- SHORT PROBLEM 1
Which lines in the entries below contain the string "curb"? Report each of those lines in full, treating uppercase and lowercase as different.

- EXCERPTED TEXT
********************

I followed this tutorial https://www.talkerland.com/2018/08/20/howard/how-to-install-bindfs-on-ubuntu-18-04/

root@talkerland $ apt update
root@talkerland $ apt -y install bindfs
root@talkerland $ mkdir -p /home/gatekeeper/www/html
root@talkerland $ chown -Rf gatekeeper:gatekeeper /home/gatekeeper/www
root@talkerland $ chmod -Rf 770 /home/gatekeeper/www
root@talkerland $ nano /etc/fstab

Then on one line in /etc/fstab

bindfs#/var/www/html /home/gatekeeper/www/html fuse force-user=gatekeeper,force-group=gatekeeper,create-for-user=www-data,create-for-group=www-data,create-with-perms=god=rx:ud=rwx:gof=r:uf=rw,chgrp-ignore,chown-ignore,chmod-ignore 0 0

to get bindfs up and running, I just had a few changes in the fstab entries to get the permissions I wanted, which is group writable as well, by changing god to od and ud to gud. Here o stands for other, g stands for group, and u stands for user and f stands for file and d stands for directory.

********************

- THE INPUT
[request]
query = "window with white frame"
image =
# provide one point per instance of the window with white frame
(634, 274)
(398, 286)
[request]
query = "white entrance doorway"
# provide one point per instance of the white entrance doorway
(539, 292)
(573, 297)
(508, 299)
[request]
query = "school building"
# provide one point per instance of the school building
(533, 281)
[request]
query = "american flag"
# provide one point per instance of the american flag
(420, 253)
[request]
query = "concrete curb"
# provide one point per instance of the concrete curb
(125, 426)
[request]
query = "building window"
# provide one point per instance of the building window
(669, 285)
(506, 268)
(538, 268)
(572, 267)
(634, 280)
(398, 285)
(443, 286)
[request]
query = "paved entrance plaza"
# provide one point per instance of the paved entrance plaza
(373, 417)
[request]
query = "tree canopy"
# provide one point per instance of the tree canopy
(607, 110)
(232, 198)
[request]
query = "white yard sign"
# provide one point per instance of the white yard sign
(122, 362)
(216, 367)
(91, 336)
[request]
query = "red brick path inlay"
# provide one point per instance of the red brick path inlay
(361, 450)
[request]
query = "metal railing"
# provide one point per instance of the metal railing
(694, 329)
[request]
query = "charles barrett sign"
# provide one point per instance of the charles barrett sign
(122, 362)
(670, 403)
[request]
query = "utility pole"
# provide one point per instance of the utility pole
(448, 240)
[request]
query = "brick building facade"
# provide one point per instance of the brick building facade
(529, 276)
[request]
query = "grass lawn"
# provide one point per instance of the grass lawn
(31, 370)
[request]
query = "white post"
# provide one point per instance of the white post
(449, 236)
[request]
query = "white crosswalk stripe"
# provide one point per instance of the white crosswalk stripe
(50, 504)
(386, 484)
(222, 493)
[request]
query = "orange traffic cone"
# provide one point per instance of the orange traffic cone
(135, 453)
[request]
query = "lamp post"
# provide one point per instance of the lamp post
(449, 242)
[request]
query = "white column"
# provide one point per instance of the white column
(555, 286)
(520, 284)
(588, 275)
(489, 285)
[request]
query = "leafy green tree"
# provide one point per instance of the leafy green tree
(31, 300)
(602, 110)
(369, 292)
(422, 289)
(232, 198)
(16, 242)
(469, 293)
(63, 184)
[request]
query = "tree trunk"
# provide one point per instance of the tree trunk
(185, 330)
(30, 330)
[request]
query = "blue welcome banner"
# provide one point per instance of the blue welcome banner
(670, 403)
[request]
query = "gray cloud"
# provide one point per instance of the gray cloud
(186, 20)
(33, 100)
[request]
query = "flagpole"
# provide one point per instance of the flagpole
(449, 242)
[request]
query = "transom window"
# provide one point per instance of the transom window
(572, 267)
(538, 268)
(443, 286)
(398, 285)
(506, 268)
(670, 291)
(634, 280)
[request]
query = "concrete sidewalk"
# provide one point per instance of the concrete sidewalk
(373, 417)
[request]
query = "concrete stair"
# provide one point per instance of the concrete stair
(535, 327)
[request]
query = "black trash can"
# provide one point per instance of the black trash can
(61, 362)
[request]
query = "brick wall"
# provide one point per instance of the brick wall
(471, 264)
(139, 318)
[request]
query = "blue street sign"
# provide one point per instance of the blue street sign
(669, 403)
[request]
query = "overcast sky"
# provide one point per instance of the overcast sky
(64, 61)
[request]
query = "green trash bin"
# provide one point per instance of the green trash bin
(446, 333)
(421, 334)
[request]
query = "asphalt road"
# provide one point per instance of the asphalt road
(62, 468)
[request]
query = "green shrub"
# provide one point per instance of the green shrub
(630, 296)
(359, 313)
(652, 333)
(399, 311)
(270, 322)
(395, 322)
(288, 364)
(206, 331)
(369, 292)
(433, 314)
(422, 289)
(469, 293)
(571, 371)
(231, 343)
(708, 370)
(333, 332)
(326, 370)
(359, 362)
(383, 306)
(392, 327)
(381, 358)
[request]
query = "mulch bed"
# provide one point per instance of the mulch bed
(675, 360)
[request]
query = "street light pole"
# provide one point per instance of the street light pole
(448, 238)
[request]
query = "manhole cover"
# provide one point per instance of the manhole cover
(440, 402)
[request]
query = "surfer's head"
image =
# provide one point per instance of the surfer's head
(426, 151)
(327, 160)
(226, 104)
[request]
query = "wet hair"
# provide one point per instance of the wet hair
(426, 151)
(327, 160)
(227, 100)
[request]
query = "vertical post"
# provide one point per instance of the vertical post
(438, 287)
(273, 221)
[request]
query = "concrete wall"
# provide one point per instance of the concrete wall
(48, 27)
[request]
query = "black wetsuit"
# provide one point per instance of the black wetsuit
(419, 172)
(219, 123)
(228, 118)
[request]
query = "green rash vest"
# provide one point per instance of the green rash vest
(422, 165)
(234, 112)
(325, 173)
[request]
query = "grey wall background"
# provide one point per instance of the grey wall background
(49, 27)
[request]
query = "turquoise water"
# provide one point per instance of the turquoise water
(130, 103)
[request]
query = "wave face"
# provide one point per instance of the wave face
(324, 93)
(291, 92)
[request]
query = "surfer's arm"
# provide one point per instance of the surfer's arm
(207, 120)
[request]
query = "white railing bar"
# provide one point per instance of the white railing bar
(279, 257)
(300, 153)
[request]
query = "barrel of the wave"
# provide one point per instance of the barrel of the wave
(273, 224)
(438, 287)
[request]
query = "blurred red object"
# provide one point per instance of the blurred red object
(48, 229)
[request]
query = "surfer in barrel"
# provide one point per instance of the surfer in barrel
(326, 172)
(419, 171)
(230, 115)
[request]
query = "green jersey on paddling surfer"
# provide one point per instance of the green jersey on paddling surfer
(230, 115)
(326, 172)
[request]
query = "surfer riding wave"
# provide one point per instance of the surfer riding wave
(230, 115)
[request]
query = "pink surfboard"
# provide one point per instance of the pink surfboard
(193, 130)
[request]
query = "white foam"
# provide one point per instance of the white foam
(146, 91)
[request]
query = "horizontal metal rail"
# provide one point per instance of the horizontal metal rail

********************

- SHORT PROBLEM 2
Set down the bindfs setup notes above again, word for word and complete.

- OUTPUT 1
query = "concrete curb"
# provide one point per instance of the concrete curb

- OUTPUT 2
I followed this tutorial https://www.talkerland.com/2018/08/20/howard/how-to-install-bindfs-on-ubuntu-18-04/

root@talkerland $ apt update
root@talkerland $ apt -y install bindfs
root@talkerland $ mkdir -p /home/gatekeeper/www/html
root@talkerland $ chown -Rf gatekeeper:gatekeeper /home/gatekeeper/www
root@talkerland $ chmod -Rf 770 /home/gatekeeper/www
root@talkerland $ nano /etc/fstab

Then on one line in /etc/fstab

bindfs#/var/www/html /home/gatekeeper/www/html fuse force-user=gatekeeper,force-group=gatekeeper,create-for-user=www-data,create-for-group=www-data,create-with-perms=god=rx:ud=rwx:gof=r:uf=rw,chgrp-ignore,chown-ignore,chmod-ignore 0 0

to get bindfs up and running, I just had a few changes in the fstab entries to get the permissions I wanted, which is group writable as well, by changing god to od and ud to gud. Here o stands for other, g stands for group, and u stands for user and f stands for file and d stands for directory.